## Work to complete
Which people does the March 13th People text name as members of the American expatriate community that included Janet Flanner? List them all.

## Excerpt to read
March 13th People

March 13th

03-13-1894 – 02-02-1935 Clara Smith – Born in Spartanburg County, South Carolina. She was an African American blues singer. She was billed as the “Queen of the Moaners.” In 1923 she settled in New York, appearing at cabarets and speakeasies. The same year she made her first successful gramophone recordings for Columbia Records. Smith took a fancy to Josephine Baker and insisted that the manager, Bob Russell, of the Booker T. Washington Theatre hire her. According to an associate of Russell’s, Baker was Smith’s “lady lover.” Smith also played a significant role in Baker’s career by introducing her to “black glamour.” Smith died of heart disease in 1935.

03-13-1892 – 11-07-1978 Janet Flanner – Born in Indianapolis, Indiana. She was an American writer and journalist who served as the Paris correspondent of The New Yorker magazine from 1925 until she retired in 1975. She wrote under the pen name “Genët.” She also published one novel, The Cubical City, set in New York City. Flanner went to Paris with her female lover, Solita Solano (Sarah Wilkinson). They met in Greenwich Village, and the two became lifelong lovers, although both became involved with other women throughout their relationship. Solita Solano was drama editor for the New York Tribune and also wrote for National Geographic. The two women are portrayed as “Nip” and “Tuck” in the 1928 novel Ladies Almanack, by Djuna Barnes, who was a friend of Flanner’s. Flanner was a prominent member of the American expatriate community, which included Ernest Hemingway, F. Scott Fitzgerald, John Dos Passos, e. e. cummings, Hart Crane, Djuna Barnes, Ezra Pound, and Gertrude Stein.

## Data for review

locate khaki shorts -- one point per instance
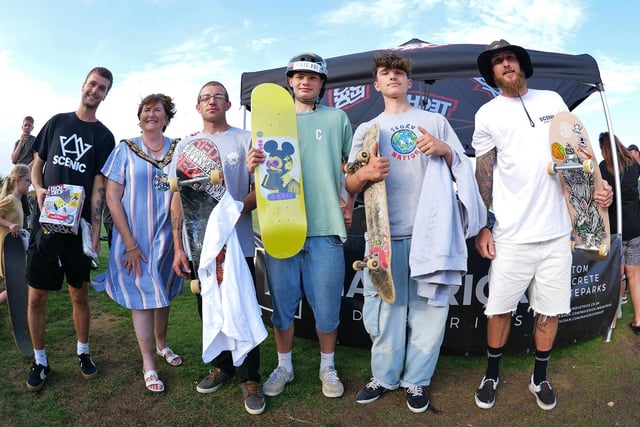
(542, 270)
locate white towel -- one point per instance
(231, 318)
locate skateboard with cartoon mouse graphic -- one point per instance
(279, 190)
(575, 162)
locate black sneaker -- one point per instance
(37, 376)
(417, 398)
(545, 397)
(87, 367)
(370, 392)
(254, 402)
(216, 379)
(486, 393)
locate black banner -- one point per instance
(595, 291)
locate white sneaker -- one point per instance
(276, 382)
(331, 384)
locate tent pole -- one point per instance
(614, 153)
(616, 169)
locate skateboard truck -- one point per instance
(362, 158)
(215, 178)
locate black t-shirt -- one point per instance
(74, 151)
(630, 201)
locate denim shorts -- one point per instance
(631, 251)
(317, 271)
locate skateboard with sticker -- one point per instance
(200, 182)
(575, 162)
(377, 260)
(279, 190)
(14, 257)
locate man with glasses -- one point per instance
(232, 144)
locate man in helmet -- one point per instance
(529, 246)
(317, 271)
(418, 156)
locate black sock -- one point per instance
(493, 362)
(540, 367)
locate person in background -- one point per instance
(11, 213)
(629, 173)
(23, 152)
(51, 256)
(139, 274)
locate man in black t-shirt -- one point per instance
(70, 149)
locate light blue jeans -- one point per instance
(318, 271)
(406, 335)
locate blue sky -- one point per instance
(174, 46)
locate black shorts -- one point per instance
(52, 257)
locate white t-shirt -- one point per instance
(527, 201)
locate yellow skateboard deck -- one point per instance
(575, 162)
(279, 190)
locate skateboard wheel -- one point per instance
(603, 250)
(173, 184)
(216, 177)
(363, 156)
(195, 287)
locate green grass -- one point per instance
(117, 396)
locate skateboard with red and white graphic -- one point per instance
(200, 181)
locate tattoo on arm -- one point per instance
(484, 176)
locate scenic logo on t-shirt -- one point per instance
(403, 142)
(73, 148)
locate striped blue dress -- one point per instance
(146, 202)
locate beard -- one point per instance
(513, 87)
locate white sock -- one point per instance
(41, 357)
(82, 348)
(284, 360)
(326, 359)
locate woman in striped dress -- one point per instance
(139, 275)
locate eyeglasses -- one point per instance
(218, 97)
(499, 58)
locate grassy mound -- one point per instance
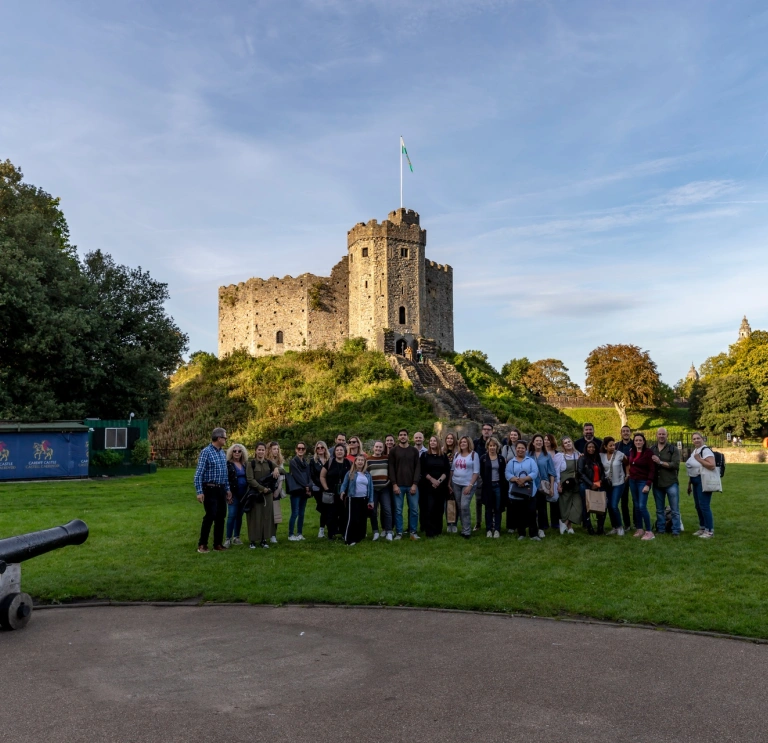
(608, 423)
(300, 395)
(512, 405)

...

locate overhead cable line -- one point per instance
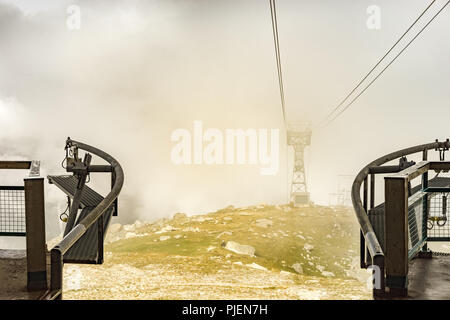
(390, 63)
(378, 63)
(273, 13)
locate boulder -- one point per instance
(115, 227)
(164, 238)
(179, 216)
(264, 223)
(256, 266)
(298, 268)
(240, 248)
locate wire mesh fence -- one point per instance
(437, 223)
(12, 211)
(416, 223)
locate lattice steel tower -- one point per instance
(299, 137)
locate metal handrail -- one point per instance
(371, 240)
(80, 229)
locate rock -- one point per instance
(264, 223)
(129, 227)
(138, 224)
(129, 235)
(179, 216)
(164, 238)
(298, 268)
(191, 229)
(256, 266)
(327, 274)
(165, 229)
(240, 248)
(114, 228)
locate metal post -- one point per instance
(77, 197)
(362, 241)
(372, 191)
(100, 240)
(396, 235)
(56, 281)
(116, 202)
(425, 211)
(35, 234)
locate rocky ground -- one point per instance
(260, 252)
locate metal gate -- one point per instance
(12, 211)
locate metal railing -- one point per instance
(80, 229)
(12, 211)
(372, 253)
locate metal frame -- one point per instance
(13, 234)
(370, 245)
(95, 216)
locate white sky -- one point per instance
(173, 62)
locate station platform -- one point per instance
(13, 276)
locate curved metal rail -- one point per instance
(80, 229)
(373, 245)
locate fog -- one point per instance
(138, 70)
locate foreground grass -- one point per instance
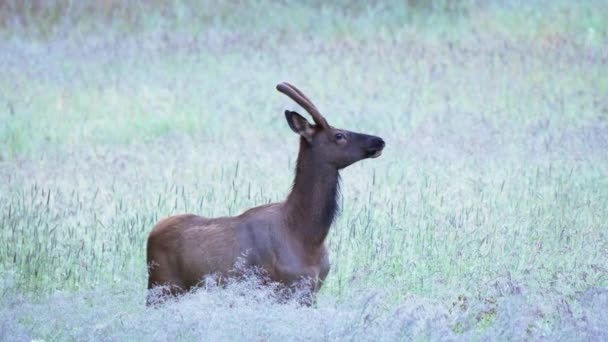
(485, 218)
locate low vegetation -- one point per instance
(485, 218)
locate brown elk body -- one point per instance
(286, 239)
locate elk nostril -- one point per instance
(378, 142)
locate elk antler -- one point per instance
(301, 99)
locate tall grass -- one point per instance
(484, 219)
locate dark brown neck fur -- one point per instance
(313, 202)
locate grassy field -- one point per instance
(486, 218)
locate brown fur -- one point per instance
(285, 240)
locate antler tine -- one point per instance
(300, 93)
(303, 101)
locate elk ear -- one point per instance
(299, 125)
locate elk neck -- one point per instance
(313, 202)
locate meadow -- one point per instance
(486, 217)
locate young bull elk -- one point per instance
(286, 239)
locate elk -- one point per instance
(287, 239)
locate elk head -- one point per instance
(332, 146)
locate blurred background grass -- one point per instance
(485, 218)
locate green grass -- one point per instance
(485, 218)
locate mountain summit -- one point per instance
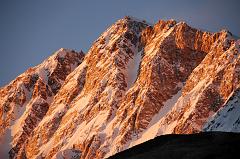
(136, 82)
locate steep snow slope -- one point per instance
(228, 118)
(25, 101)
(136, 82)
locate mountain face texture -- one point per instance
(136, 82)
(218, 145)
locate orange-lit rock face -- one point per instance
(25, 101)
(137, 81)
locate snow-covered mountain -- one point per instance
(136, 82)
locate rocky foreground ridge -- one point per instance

## Answer to this task
Ernest Hemingway, F. Scott Fitzgerald, John Dos Passos, e. e. cummings, Hart Crane, Djuna Barnes, Ezra Pound, and Gertrude Stein.